**課題内容:**
ふるさと納税の記事のうち、「さらに「他控除で枠縮小」にも」から「家計節約に直結させましょう。」までのすべてを一字も変えずに書き写してください。

**分析用テキスト:**
11月14日(金) 4:30
ふるさと納税は、寄付額から自己負担額の2000円を引いた金額が所得税と住民税から控除される制度です。ただし、2000円を引いた全額が控除される寄付額には年間上限があり、上限を超えた金額に関しては全額控除の対象とはなりません。
金額感を把握するには、上限の考え方と「寄付額―2000円」が全額控除される条件を押さえるのが近道です。総務省の「ふるさと納税ポータルサイト」には控除額の計算ルールや全額控除されるふるさと納税額の年間上限目安も示されているため、参考にするとよいでしょう。
まず「上限超過」です。全額控除される年間上限を超えた場合、超えた分の寄付は控除されず実費化しますから、複数回に分ける前に合計見込み額を管理しましょう。
次に「ワンストップ特例無効」です。6自治体以上に寄付した場合や申請書を提出していない場合などは、ふるさと納税ワンストップ特例制度が無効になり、確定申告で寄付金控除を計上し直さないと控除が受けられません。
さらに「他控除で枠縮小」にも注意が必要です。医療費控除や住宅ローン控除などで所得や税額が圧縮されると、ふるさと納税の控除可能枠も縮小し、同じ寄付額でも超過が生じやすくなります。
2025年10月から、仲介サイトなどの「ポイント付与」が全面禁止となるなど、募集・返礼品に関する基準が一段と厳格化されます。
返礼品は地場産品などの基準徹底が進み、過度な競争を抑える方向で運用される見込みのため、これまでの「ポイント込みでお得」は縮小します。
一方で、制度の基本は不変で「寄付額―2000円」の控除設計と年間上限の枠管理が引き続きカギですから、改正後も“枠内で日常支出を置換する”発想が家計に有効です。
まず「寄付前」に控除枠を確認し、年間上限の範囲に収まるように寄付額を設計します。次に返礼品は嗜好(しこう)品の追加支出ではなく、米・肉・洗剤・トイレットペーパーなど「定期的に買うもの」へ置換し、実質の家計節約に直結させましょう。
また、寄付名義と決済名義を、控除を受ける本人で統一し、5自治体以内ならワンストップ特例制度、6自治体以上や確定申告が必要な年は申告で寄付金控除を確実に反映します。2025年の制度改正でポイント競争は縮みますが、家計の実益につながる運用は十分可能です。

(保存されたデータ項目)

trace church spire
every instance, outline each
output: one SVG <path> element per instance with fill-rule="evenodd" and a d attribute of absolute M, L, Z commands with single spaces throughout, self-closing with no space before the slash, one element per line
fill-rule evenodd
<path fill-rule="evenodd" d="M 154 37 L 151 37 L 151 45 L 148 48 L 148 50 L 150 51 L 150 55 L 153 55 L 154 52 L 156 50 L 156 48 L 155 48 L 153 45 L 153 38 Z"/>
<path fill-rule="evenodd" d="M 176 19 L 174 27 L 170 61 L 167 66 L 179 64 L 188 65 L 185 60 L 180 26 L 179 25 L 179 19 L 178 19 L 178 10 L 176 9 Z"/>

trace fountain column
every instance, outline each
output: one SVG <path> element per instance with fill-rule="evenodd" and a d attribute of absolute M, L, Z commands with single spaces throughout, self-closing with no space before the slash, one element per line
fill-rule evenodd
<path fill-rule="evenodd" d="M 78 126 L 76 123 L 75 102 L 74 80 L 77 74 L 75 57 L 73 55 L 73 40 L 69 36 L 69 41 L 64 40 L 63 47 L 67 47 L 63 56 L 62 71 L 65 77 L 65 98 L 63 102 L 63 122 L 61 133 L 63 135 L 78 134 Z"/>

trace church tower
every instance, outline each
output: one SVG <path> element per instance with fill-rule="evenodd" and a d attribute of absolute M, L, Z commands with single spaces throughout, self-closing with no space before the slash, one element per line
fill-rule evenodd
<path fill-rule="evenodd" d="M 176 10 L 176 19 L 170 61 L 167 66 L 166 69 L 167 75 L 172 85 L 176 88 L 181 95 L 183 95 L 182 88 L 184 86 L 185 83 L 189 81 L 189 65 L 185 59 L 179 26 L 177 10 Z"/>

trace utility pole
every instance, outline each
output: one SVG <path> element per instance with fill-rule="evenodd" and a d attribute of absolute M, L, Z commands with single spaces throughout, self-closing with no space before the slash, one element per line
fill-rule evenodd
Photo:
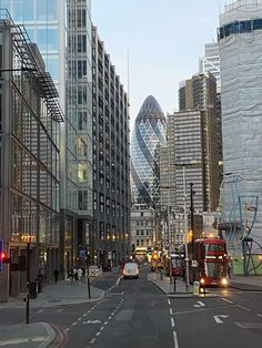
<path fill-rule="evenodd" d="M 189 245 L 188 245 L 188 215 L 187 215 L 187 187 L 185 166 L 183 165 L 183 195 L 184 195 L 184 248 L 185 248 L 185 287 L 189 288 Z"/>
<path fill-rule="evenodd" d="M 190 183 L 190 226 L 192 231 L 192 260 L 195 258 L 194 253 L 194 204 L 193 204 L 193 195 L 195 192 L 193 191 L 193 183 Z M 193 268 L 194 269 L 194 268 Z M 193 270 L 193 280 L 194 280 L 195 273 Z"/>

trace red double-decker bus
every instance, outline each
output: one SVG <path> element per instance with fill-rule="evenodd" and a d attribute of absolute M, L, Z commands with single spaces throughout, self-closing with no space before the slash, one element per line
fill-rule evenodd
<path fill-rule="evenodd" d="M 200 285 L 204 286 L 228 286 L 228 253 L 225 240 L 201 238 L 195 239 L 193 246 L 194 254 L 191 255 L 191 259 L 194 258 L 194 263 L 191 263 L 190 278 L 199 280 Z"/>

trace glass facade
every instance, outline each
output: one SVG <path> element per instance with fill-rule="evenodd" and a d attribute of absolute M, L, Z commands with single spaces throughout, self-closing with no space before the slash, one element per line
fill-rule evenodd
<path fill-rule="evenodd" d="M 165 142 L 164 114 L 158 101 L 149 95 L 137 116 L 131 139 L 133 203 L 159 205 L 159 145 Z"/>

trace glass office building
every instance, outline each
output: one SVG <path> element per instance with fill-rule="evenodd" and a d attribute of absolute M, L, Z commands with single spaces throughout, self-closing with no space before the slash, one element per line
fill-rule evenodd
<path fill-rule="evenodd" d="M 89 245 L 92 221 L 91 1 L 0 0 L 39 45 L 59 91 L 60 272 L 78 263 Z"/>
<path fill-rule="evenodd" d="M 159 205 L 159 152 L 165 144 L 165 117 L 154 96 L 149 95 L 137 116 L 131 139 L 131 190 L 133 203 Z"/>

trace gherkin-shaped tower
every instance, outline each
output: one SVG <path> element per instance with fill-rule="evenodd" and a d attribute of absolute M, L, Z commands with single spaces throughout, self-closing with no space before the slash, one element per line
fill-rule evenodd
<path fill-rule="evenodd" d="M 165 144 L 165 117 L 149 95 L 137 116 L 131 139 L 131 190 L 133 203 L 159 204 L 159 146 Z"/>

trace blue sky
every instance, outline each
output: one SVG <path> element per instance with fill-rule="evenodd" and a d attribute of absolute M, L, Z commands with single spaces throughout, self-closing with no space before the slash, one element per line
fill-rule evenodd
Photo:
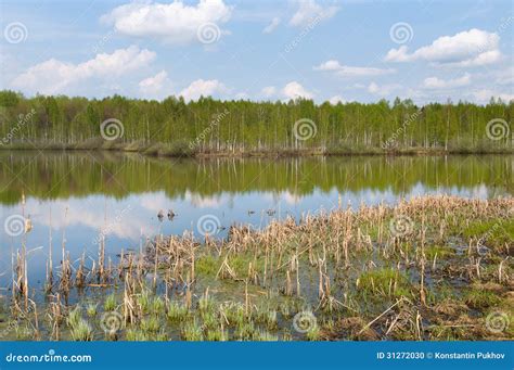
<path fill-rule="evenodd" d="M 26 95 L 514 99 L 512 1 L 2 1 Z"/>

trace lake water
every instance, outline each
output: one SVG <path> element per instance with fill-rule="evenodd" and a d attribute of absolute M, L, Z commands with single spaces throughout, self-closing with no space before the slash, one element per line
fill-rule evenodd
<path fill-rule="evenodd" d="M 423 194 L 512 195 L 514 156 L 352 156 L 304 158 L 155 158 L 93 152 L 0 152 L 0 282 L 25 242 L 31 286 L 44 280 L 50 239 L 59 266 L 97 256 L 100 233 L 116 261 L 155 234 L 223 237 L 234 222 L 255 228 L 322 208 L 394 203 Z M 25 204 L 23 205 L 23 196 Z M 162 220 L 157 217 L 163 210 Z M 175 218 L 169 220 L 168 209 Z M 20 232 L 21 217 L 33 229 Z"/>

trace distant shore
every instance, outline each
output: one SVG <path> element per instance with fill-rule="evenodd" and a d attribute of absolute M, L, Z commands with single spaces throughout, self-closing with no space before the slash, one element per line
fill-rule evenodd
<path fill-rule="evenodd" d="M 141 153 L 162 157 L 293 157 L 293 156 L 347 156 L 347 155 L 449 155 L 449 154 L 514 154 L 514 146 L 412 146 L 412 148 L 380 148 L 380 146 L 326 146 L 326 148 L 262 148 L 262 149 L 210 149 L 190 148 L 183 142 L 143 143 L 89 140 L 80 143 L 36 142 L 12 143 L 1 145 L 0 150 L 38 150 L 38 151 L 116 151 Z"/>

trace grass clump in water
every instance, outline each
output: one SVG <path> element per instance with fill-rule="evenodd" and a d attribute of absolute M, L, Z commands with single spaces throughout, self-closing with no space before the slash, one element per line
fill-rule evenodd
<path fill-rule="evenodd" d="M 168 305 L 167 317 L 170 321 L 180 321 L 189 316 L 189 309 L 185 305 L 178 302 L 171 302 Z"/>
<path fill-rule="evenodd" d="M 188 341 L 188 342 L 198 342 L 198 341 L 204 340 L 202 327 L 198 326 L 198 322 L 196 321 L 196 319 L 193 319 L 192 321 L 188 321 L 183 326 L 181 336 L 184 341 Z"/>
<path fill-rule="evenodd" d="M 376 296 L 376 293 L 386 296 L 410 296 L 410 282 L 407 275 L 393 268 L 380 268 L 363 272 L 357 286 L 364 294 Z"/>
<path fill-rule="evenodd" d="M 72 326 L 70 335 L 76 342 L 89 342 L 93 340 L 93 330 L 86 320 L 80 318 Z"/>
<path fill-rule="evenodd" d="M 113 294 L 107 295 L 103 303 L 103 309 L 106 311 L 114 311 L 116 309 L 116 296 Z"/>

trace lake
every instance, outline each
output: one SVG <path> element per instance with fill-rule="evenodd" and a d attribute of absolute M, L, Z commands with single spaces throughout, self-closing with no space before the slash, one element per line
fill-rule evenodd
<path fill-rule="evenodd" d="M 63 241 L 76 260 L 82 253 L 95 257 L 103 234 L 114 261 L 121 250 L 138 250 L 159 233 L 223 238 L 235 222 L 260 228 L 339 204 L 393 204 L 423 194 L 512 195 L 513 171 L 512 155 L 180 160 L 3 151 L 1 286 L 11 282 L 11 255 L 23 242 L 34 288 L 44 281 L 49 245 L 59 264 Z M 168 209 L 176 214 L 171 220 Z M 31 221 L 25 237 L 21 215 Z"/>

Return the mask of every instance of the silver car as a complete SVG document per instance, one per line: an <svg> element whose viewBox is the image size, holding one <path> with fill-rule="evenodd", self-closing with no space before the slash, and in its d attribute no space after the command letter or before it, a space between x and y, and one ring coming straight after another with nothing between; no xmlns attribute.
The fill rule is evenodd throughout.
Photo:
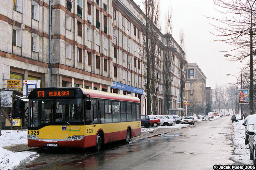
<svg viewBox="0 0 256 170"><path fill-rule="evenodd" d="M181 124L188 124L192 125L195 124L195 119L193 116L184 116L181 120Z"/></svg>

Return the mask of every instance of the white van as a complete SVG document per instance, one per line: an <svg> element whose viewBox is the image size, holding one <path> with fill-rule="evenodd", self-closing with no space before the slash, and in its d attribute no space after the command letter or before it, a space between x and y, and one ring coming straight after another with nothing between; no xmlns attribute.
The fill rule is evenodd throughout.
<svg viewBox="0 0 256 170"><path fill-rule="evenodd" d="M213 112L209 112L208 113L208 116L211 118L213 118Z"/></svg>

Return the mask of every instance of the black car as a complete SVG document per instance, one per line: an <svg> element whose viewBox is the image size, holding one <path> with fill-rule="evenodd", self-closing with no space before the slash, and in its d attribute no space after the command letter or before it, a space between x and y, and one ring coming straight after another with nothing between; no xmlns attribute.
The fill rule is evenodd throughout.
<svg viewBox="0 0 256 170"><path fill-rule="evenodd" d="M150 123L150 119L147 115L141 115L140 116L141 126L145 128L149 128L151 123Z"/></svg>
<svg viewBox="0 0 256 170"><path fill-rule="evenodd" d="M234 122L237 121L237 120L236 119L236 115L234 115L233 116L232 116L232 117L231 117L231 121L232 121L232 123L233 123Z"/></svg>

**結果:**
さらに「他控除で枠縮小」にも注意が必要です。医療費控除や住宅ローン控除などで所得や税額が圧縮されると、ふるさと納税の控除可能枠も縮小し、同じ寄付額でも超過が生じやすくなります。
2025年10月から、仲介サイトなどの「ポイント付与」が全面禁止となるなど、募集・返礼品に関する基準が一段と厳格化されます。
返礼品は地場産品などの基準徹底が進み、過度な競争を抑える方向で運用される見込みのため、これまでの「ポイント込みでお得」は縮小します。
一方で、制度の基本は不変で「寄付額―2000円」の控除設計と年間上限の枠管理が引き続きカギですから、改正後も“枠内で日常支出を置換する”発想が家計に有効です。
まず「寄付前」に控除枠を確認し、年間上限の範囲に収まるように寄付額を設計します。次に返礼品は嗜好(しこう)品の追加支出ではなく、米・肉・洗剤・トイレットペーパーなど「定期的に買うもの」へ置換し、実質の家計節約に直結させましょう。